• [EXERCISE DIRECTIONS] Would you return, word for word, the lines of the data below from the line with "target | porch roof" through the line with "such as <point>46,78</point>", and no others?

• [Region pointing data]
▬▬▬

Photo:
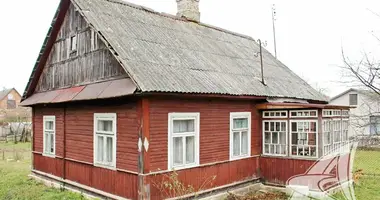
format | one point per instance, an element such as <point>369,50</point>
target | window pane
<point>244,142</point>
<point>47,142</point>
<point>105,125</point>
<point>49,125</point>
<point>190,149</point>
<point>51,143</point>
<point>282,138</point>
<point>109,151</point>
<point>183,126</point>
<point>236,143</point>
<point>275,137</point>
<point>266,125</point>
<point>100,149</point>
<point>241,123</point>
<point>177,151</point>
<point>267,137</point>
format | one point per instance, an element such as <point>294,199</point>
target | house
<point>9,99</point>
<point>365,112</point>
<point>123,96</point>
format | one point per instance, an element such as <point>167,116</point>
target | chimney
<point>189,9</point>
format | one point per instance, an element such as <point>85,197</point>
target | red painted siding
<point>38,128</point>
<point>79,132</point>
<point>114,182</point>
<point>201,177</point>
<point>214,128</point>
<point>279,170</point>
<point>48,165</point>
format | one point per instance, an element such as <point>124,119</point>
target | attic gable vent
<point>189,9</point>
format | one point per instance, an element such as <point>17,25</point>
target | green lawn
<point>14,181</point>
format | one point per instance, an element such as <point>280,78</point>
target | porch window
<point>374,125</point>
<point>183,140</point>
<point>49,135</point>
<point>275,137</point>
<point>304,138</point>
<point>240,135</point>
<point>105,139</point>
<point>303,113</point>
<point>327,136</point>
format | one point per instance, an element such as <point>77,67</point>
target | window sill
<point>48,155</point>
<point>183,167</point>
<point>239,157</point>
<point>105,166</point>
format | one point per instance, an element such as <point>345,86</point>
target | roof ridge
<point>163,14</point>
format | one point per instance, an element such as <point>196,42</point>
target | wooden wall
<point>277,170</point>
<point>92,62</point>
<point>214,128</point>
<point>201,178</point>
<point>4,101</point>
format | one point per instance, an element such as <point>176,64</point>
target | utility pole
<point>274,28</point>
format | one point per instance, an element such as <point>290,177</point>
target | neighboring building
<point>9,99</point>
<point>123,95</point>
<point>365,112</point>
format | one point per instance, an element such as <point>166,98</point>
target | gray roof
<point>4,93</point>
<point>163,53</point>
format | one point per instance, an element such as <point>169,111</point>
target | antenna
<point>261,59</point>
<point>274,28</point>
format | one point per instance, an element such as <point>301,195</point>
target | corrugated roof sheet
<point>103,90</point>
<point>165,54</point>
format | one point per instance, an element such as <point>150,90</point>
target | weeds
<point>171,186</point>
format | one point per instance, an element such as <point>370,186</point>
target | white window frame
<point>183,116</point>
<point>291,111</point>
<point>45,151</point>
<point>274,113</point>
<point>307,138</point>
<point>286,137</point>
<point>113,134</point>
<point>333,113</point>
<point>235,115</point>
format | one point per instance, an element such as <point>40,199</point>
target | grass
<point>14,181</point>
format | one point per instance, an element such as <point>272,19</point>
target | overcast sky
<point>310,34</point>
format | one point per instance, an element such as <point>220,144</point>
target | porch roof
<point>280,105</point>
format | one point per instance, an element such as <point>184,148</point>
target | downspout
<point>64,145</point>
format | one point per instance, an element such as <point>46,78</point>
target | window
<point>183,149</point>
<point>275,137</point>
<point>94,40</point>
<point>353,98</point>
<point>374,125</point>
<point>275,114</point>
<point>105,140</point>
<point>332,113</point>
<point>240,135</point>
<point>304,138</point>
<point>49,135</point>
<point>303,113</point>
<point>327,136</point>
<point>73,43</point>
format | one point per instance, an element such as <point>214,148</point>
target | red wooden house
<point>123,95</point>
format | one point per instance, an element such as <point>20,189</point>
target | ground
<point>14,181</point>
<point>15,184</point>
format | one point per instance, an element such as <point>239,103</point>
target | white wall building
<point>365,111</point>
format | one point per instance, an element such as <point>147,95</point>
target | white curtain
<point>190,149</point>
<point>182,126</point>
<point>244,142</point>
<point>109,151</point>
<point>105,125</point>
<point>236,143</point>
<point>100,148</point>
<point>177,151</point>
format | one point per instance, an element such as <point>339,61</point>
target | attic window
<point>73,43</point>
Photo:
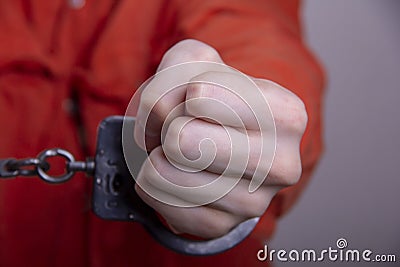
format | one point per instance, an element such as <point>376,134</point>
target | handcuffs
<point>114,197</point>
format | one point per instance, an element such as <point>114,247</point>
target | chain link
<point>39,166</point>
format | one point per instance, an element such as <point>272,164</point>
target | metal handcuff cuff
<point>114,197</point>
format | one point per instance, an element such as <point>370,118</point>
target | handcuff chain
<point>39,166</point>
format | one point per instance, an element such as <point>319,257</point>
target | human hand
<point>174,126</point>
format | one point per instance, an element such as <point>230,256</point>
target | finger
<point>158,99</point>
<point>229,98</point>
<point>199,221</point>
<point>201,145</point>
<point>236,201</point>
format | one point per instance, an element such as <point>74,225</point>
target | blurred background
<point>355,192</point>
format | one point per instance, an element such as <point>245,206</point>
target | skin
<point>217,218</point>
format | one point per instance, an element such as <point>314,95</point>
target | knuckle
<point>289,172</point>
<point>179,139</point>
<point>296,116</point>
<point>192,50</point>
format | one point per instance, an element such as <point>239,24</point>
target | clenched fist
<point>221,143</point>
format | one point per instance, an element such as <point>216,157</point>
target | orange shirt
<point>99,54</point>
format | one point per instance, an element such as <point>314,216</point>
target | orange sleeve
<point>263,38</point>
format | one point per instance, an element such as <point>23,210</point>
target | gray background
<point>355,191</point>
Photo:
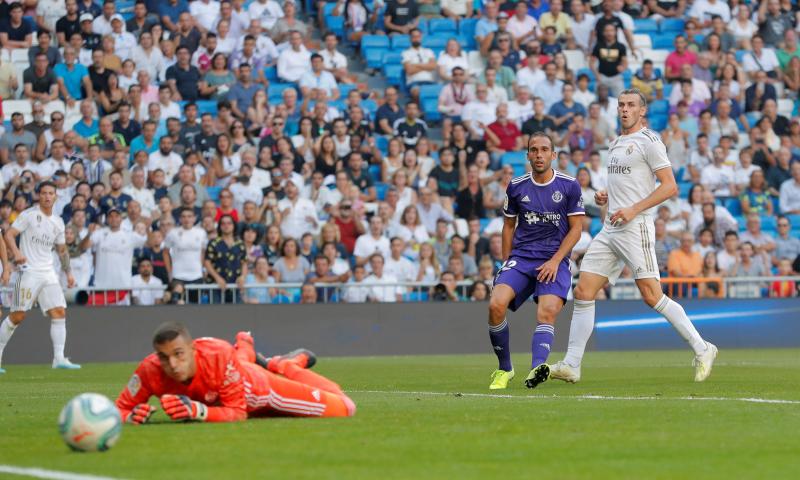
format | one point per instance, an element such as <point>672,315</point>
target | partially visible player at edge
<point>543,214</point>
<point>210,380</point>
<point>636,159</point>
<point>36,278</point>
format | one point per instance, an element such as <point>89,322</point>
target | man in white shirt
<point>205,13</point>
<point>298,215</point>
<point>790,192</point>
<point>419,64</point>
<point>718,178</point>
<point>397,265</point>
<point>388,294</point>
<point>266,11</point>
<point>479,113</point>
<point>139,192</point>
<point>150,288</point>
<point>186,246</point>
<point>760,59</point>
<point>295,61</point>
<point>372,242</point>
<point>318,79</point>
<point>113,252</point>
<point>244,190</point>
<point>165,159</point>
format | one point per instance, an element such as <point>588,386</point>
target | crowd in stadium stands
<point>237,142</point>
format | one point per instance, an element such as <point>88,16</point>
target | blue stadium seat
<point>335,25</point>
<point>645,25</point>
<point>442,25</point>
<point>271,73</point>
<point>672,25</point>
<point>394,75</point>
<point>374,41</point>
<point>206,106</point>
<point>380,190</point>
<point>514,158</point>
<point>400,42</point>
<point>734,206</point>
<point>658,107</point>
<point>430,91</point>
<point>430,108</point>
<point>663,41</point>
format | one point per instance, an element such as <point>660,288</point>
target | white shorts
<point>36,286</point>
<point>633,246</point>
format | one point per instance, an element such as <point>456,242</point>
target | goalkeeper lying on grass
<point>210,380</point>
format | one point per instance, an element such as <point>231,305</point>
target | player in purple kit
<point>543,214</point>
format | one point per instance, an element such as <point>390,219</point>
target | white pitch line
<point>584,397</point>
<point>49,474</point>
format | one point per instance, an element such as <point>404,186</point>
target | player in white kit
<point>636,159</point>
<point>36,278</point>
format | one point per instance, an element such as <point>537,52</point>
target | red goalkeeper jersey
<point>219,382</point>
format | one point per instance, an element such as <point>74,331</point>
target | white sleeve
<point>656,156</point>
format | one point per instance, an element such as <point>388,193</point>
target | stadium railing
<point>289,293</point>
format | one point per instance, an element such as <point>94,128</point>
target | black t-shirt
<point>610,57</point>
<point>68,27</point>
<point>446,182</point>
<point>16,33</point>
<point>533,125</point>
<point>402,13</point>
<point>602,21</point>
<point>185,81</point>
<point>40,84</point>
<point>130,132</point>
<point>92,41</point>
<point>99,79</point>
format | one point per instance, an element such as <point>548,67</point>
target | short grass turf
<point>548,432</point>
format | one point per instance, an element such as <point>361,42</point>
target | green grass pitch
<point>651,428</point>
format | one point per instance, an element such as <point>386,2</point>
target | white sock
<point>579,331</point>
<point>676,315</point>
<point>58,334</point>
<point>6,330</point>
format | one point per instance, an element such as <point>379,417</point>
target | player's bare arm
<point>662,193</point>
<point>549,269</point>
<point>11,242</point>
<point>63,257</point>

▬▬▬

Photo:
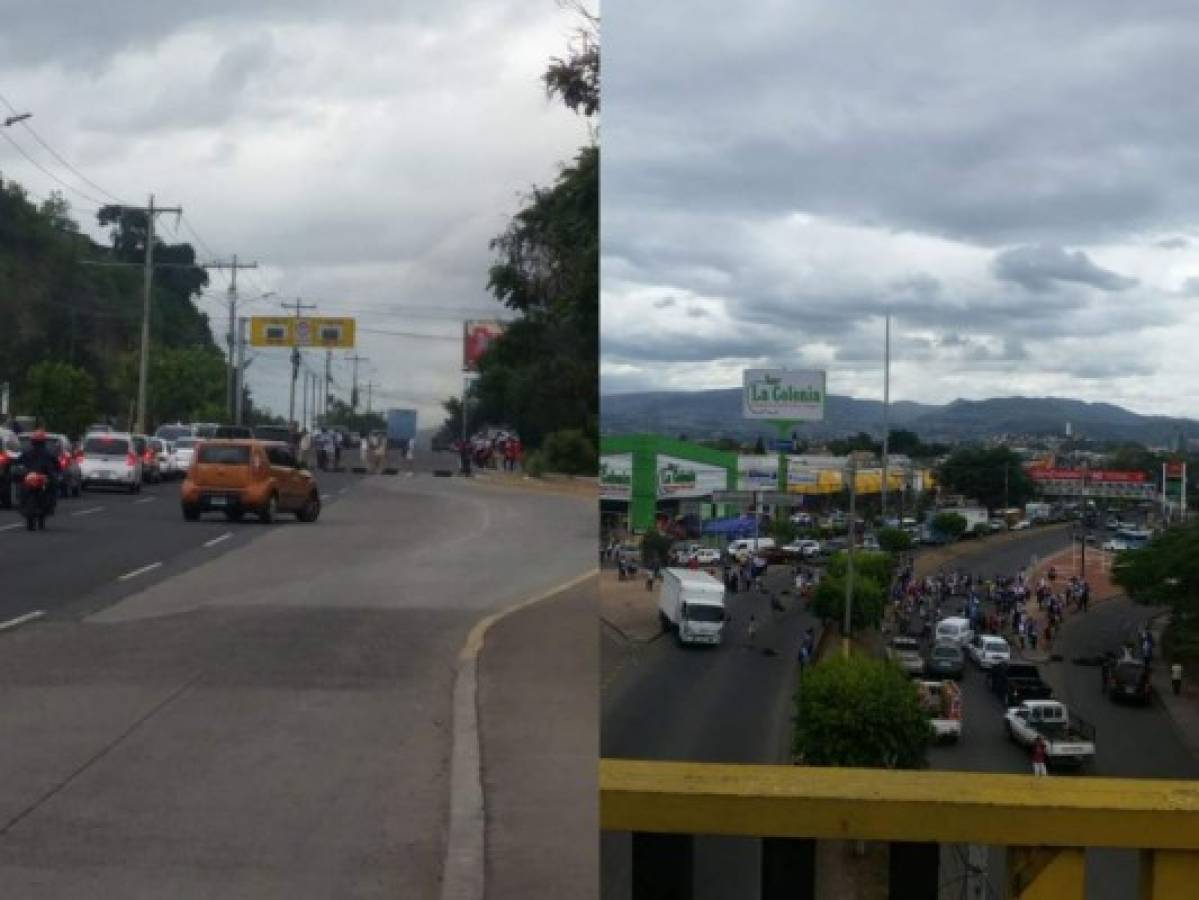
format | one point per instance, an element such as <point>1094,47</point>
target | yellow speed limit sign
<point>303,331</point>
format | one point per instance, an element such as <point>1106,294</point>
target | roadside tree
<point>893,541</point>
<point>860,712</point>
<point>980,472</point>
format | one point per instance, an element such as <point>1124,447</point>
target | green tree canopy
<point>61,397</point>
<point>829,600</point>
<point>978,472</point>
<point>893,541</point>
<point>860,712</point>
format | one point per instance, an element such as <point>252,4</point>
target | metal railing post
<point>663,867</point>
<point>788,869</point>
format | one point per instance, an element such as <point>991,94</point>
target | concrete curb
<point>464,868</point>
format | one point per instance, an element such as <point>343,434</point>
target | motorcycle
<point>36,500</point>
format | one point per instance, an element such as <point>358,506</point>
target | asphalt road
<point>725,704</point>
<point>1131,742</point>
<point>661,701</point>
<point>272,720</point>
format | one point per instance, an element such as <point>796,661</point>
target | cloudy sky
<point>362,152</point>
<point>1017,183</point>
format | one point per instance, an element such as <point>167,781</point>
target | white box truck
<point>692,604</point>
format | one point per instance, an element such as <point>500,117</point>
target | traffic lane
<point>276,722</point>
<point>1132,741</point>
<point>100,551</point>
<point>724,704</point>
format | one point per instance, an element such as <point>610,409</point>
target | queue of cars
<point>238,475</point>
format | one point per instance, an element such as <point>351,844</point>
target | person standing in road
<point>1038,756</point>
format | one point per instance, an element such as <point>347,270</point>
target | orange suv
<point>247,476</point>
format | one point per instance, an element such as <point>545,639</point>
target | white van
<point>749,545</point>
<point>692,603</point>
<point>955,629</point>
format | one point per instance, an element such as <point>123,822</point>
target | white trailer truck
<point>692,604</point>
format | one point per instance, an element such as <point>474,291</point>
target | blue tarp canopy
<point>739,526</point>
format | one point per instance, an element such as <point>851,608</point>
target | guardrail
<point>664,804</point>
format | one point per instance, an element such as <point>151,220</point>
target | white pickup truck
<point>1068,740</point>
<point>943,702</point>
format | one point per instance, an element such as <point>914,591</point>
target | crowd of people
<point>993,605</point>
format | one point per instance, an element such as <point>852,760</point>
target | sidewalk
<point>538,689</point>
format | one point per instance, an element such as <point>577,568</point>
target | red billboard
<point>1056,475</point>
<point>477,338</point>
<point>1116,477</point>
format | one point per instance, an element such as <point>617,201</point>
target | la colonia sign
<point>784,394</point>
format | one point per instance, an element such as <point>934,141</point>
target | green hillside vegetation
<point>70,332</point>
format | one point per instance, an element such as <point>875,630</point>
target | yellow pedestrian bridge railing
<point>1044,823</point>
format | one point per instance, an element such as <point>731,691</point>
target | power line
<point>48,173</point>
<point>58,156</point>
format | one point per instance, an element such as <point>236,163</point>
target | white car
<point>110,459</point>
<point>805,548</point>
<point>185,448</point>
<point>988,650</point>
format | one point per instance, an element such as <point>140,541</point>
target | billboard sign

▬▬▬

• [TASK OUTPUT]
target | porch roof
<point>280,105</point>
format | one point per instance, an element such as <point>184,148</point>
target | downspout
<point>64,145</point>
format | one point per instance, an element such as <point>46,78</point>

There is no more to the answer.